**Document excerpt**
The Manufacturing Institute has partnered with Ivy Tech Community College and Indiana’s four-year public universities to create college education programs aligned to nationally portable, industry-recognized skills credentials for careers in advanced manufacturing. As part of the project, Conexus Indiana — the state’s advanced manufacturing and logistics initiative focused on strategic workforce development — will take the lead in industry engagement in the new college programs, while ensuring the foundational skills gained effectively feed into higher-level education and training credentials in the industry. The partnership is supported by a $650,000 grant from Lumina Foundation for Education.
The initiative will build college programs that prepare students, particularly low-income young adults and transitioning workers, with entry-level skills necessary to succeed in advanced manufacturing careers such as aerospace, transportation, logistics, and machining.
With a 9.5% jobless rate and 15 million Americans looking for work, a surprising number of employers are having difficulty filling positions in advanced manufacturing.

**Exercise instructions**
Using the passage on the Indiana advanced manufacturing partnership, answer yes or no for each statement and quote the words from the passage that decide it. (a) The partnership is funded by a grant from Lumina Foundation for Education. (b) Ivy Tech Community College will lead industry engagement in the new college programs. (c) The programs aim to give students senior-level skills for advanced manufacturing careers.

**Material provided**
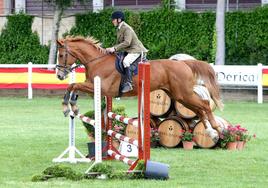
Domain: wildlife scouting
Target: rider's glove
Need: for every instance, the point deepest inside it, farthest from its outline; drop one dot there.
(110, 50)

* * *

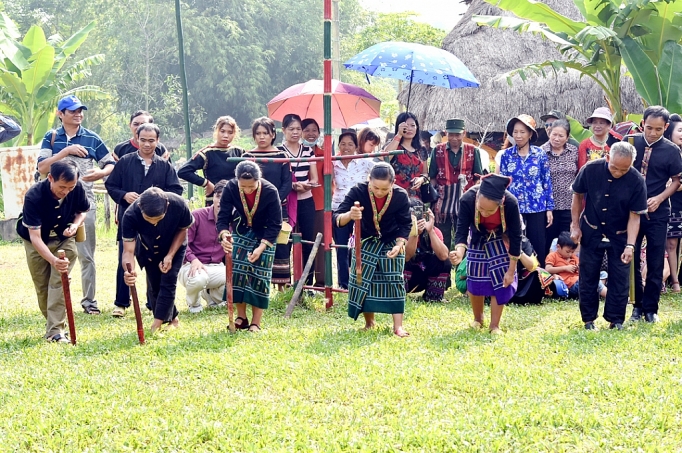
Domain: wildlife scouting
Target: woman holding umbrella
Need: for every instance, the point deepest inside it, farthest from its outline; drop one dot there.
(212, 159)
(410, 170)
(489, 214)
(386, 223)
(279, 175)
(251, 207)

**Response**
(a) Yes: "The partnership is supported by a $650,000 grant from Lumina Foundation for Education."
(b) No: "Conexus Indiana — the state’s advanced manufacturing and logistics initiative focused on strategic workforce development — will take the lead in industry engagement in the new college programs"
(c) No: "with entry-level skills necessary to succeed in advanced manufacturing careers"